-- start --

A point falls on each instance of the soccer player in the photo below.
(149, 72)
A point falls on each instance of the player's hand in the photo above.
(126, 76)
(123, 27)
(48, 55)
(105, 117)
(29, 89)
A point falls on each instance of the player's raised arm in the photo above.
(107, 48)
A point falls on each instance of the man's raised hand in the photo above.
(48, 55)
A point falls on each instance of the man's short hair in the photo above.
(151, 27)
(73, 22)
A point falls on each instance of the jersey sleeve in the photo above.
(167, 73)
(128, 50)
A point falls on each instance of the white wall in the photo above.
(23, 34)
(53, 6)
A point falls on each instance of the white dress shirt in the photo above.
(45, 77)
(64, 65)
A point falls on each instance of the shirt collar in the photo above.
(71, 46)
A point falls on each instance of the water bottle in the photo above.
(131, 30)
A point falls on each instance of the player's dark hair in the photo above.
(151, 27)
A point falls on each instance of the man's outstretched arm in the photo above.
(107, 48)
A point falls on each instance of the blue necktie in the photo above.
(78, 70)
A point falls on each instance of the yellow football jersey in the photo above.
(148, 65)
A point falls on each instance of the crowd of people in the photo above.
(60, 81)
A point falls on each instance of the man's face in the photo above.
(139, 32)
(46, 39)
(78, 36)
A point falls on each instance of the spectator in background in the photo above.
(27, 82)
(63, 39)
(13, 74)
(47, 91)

-- end --

Please copy out all the items above again, swapping "player's" for "athlete's" wherever it occurs and leaving everything else the same.

A point falls on each instance of the soccer player in the photo below.
(149, 72)
A point falls on each instance of the athlete's hand in the photo above.
(126, 76)
(123, 27)
(48, 55)
(105, 117)
(29, 89)
A point falls on each instance of the athlete's raised arm in the photo above.
(107, 48)
A point falls on each instance of the man's raised hand in the photo above.
(48, 55)
A point falls on each instance of the man's short hair in the photo above.
(151, 27)
(73, 22)
A point falls on each instance of the jersey sleeve in the photo above.
(167, 73)
(128, 50)
A point falls on each instance of the white wall in the photo above.
(23, 34)
(53, 6)
A point falls on each instance of the white dress shirt in the photo above.
(45, 77)
(64, 65)
A point falls on each instance of the shirt collar in the photo above.
(71, 46)
A point falls on each instance of the water bottle in the photo above.
(131, 30)
A point falls on each instance of the athlete's dark hair in the photo above.
(151, 27)
A point falls on each instance of the man's outstretched arm in the photo above.
(107, 48)
A point falls on each instance of the blue necktie in the photo above.
(78, 70)
A point falls on each instance of the yellow football jersey in the photo above.
(148, 65)
A point falls on each instance of the crowd of people in the photo above.
(60, 81)
A point falls on each instance of the man's face in the photo above.
(139, 32)
(46, 39)
(78, 36)
A point falls on each instance of the spectator in background in the photo above.
(27, 82)
(63, 39)
(13, 74)
(47, 91)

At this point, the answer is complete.